ЗАДАНИЕ A:
Перепишите дословно отрывок из текста о трансдукции: начните с места, где стоят слова «Итак, задача состоит», и остановитесь после слов «от необратимости мысли.».

ТЕКСТ ДЛЯ ЧТЕНИЯ:
##########

Итак, задача состоит в следующем. Трансдукция — это рассуждение, которое идет от специального к специальному, без обобщений и без логической обязательности. Дедукция — это рассуждение, которое идет от специального к специальному, от общего к специальному или от специального к общему, но всегда строго обязательно. Какие же отношения имеются между обязательностью и обобщениями? Можно ли сказать, что обязательность ведет к обобщению, или нужно утверждать обратное? Мы попытаемся показать, что отсутствие обязательности в трансдукции мешает ребенку обобщать и что этот недостаток обязательности, в свою очередь, как мы это видели в предшествующем параграфе, зависит от необратимости мысли.

##########

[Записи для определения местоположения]
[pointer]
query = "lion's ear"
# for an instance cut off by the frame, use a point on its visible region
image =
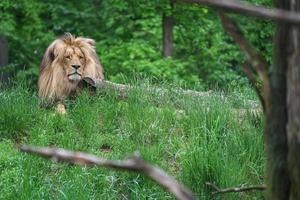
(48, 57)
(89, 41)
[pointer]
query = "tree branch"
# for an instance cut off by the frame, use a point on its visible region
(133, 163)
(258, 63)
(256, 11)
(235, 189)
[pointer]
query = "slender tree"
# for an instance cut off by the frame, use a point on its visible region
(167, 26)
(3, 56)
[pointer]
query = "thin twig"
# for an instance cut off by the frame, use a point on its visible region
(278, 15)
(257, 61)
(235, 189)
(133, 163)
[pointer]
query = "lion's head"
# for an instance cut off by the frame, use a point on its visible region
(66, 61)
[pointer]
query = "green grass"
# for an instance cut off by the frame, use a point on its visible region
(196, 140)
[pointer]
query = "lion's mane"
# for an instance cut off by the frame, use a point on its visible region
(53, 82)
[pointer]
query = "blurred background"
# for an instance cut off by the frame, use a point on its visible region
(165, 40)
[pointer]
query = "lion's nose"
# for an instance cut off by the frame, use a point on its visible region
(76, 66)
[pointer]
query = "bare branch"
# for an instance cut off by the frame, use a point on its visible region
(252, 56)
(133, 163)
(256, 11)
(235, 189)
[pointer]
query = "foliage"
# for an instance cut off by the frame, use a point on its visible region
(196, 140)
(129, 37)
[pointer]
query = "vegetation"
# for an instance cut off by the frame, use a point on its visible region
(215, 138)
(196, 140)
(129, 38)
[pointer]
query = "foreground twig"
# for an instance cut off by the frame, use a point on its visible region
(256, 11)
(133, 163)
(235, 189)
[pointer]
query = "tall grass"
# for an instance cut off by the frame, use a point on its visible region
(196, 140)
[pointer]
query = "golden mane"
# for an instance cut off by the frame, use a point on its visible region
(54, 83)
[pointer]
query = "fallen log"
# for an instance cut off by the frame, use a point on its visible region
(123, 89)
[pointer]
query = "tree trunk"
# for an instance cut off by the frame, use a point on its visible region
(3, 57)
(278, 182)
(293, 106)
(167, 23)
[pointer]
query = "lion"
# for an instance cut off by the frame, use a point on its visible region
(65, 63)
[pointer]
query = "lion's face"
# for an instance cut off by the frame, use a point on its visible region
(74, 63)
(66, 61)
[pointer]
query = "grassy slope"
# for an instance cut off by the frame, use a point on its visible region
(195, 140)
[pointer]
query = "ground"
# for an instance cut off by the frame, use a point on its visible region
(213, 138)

##########

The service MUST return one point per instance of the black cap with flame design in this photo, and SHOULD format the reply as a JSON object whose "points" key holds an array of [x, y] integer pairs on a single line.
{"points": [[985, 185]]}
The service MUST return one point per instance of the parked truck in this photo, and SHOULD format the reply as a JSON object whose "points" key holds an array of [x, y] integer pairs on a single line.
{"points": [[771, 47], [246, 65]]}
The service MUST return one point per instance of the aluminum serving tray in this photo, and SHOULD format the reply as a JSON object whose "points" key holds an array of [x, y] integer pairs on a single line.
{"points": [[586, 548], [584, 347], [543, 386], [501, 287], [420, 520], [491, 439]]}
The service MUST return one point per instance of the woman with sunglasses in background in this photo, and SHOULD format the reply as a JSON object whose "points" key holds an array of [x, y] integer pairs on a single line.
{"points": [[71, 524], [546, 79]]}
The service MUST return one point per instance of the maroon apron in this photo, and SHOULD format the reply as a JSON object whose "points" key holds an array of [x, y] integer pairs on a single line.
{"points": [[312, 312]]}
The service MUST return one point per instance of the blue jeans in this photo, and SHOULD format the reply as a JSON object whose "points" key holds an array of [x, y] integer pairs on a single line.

##########

ЗАДАНИЕ B:
Выберите из приведенных выше строк все, в которых встречается слово «branch», и выпишите их.

РАЗОБРАННЫЙ ОТВЕТ A:
Итак, задача состоит в следующем. Трансдукция — это рассуждение, которое идет от специального к специальному, без обобщений и без логической обязательности. Дедукция — это рассуждение, которое идет от специального к специальному, от общего к специальному или от специального к общему, но всегда строго обязательно. Какие же отношения имеются между обязательностью и обобщениями? Можно ли сказать, что обязательность ведет к обобщению, или нужно утверждать обратное? Мы попытаемся показать, что отсутствие обязательности в трансдукции мешает ребенку обобщать и что этот недостаток обязательности, в свою очередь, как мы это видели в предшествующем параграфе, зависит от необратимости мысли.

РАЗОБРАННЫЙ ОТВЕТ B:
query = "tree branch"
query = "bare branch"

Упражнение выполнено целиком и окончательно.